* Excerpted text
═══

Schmucker has broken new ground in the thinking about brain research as well as its technical progress. He is seen as a pioneer of and world-leader in molecular neuroscience. Whilst still a postdoc, he achieved a milestone in neurobiology by being the first to elucidate the meaning of the DSCAM gene in the fruit fly. Later, he was able to demonstrate its role as a central player in the wiring of the brain and transfer his research method to vertebrates, too.
Brief bio
Prof. Dr. Dietmar Schmucker was born in Germany. Since 2009, he has been a professor and group leader at VIB (Vlaams Instituut voor Biotechnologie) and the Neuronal Wiring Laboratory in the Center for Brain and Disease Research at K.U. Leuven, Belgium. In 1996, after completing his doctorate at the Max Planck Institute for Biophysical Chemistry in Göttingen, he became a postdoc in the United States, initially at Rockefeller University in New York and then at the University of California, Los Angeles (UCLA). He subsequently became an assistant professor and later an associate professor at Harvard Medical School in Boston. In 2011, Schmucker was elected a member of the European Molecular Biology Organization (EMBO). In September 2019 he took up his position as a Humboldt Professor at the University of Bonn.

═══

* Information given
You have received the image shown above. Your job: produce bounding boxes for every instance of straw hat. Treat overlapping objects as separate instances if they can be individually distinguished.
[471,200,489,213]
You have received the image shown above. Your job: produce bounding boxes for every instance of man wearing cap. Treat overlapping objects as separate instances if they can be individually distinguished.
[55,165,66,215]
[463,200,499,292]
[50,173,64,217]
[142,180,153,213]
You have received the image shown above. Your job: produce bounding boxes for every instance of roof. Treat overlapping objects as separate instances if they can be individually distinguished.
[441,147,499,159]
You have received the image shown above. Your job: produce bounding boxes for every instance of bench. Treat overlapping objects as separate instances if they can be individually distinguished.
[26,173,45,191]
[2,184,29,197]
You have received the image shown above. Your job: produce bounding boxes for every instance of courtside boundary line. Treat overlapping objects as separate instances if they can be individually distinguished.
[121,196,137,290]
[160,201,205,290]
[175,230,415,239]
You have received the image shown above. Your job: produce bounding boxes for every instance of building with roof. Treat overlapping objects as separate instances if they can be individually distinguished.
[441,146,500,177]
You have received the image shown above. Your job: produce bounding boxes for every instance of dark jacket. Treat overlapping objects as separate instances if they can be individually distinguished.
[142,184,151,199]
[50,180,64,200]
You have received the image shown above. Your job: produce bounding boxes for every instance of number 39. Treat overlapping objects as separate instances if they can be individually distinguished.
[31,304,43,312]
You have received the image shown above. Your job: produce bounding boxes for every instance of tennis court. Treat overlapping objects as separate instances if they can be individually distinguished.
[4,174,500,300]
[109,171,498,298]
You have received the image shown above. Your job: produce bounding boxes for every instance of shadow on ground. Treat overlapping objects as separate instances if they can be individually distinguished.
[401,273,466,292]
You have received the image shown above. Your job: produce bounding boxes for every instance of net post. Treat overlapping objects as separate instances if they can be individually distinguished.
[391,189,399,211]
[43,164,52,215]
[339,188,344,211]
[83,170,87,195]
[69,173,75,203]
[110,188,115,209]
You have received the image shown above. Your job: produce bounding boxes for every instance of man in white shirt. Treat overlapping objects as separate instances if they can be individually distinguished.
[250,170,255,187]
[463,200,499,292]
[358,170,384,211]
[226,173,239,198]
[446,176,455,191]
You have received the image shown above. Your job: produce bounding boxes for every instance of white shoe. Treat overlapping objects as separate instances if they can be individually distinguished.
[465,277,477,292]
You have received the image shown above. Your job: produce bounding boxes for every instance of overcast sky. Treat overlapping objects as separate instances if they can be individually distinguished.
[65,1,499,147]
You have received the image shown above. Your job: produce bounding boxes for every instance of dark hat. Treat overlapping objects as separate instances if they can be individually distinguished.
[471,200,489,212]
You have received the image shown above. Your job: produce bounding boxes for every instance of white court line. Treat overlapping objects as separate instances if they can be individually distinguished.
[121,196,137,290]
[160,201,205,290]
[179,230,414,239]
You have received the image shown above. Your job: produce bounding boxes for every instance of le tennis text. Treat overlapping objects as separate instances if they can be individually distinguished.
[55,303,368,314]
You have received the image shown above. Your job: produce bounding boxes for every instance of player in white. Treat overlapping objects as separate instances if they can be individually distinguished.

═══

* Task to carry out
Copy out the whole Schmucker profile word for word. Nothing in the entries is needed for this.

* Written response
Schmucker has broken new ground in the thinking about brain research as well as its technical progress. He is seen as a pioneer of and world-leader in molecular neuroscience. Whilst still a postdoc, he achieved a milestone in neurobiology by being the first to elucidate the meaning of the DSCAM gene in the fruit fly. Later, he was able to demonstrate its role as a central player in the wiring of the brain and transfer his research method to vertebrates, too.
Brief bio
Prof. Dr. Dietmar Schmucker was born in Germany. Since 2009, he has been a professor and group leader at VIB (Vlaams Instituut voor Biotechnologie) and the Neuronal Wiring Laboratory in the Center for Brain and Disease Research at K.U. Leuven, Belgium. In 1996, after completing his doctorate at the Max Planck Institute for Biophysical Chemistry in Göttingen, he became a postdoc in the United States, initially at Rockefeller University in New York and then at the University of California, Los Angeles (UCLA). He subsequently became an assistant professor and later an associate professor at Harvard Medical School in Boston. In 2011, Schmucker was elected a member of the European Molecular Biology Organization (EMBO). In September 2019 he took up his position as a Humboldt Professor at the University of Bonn.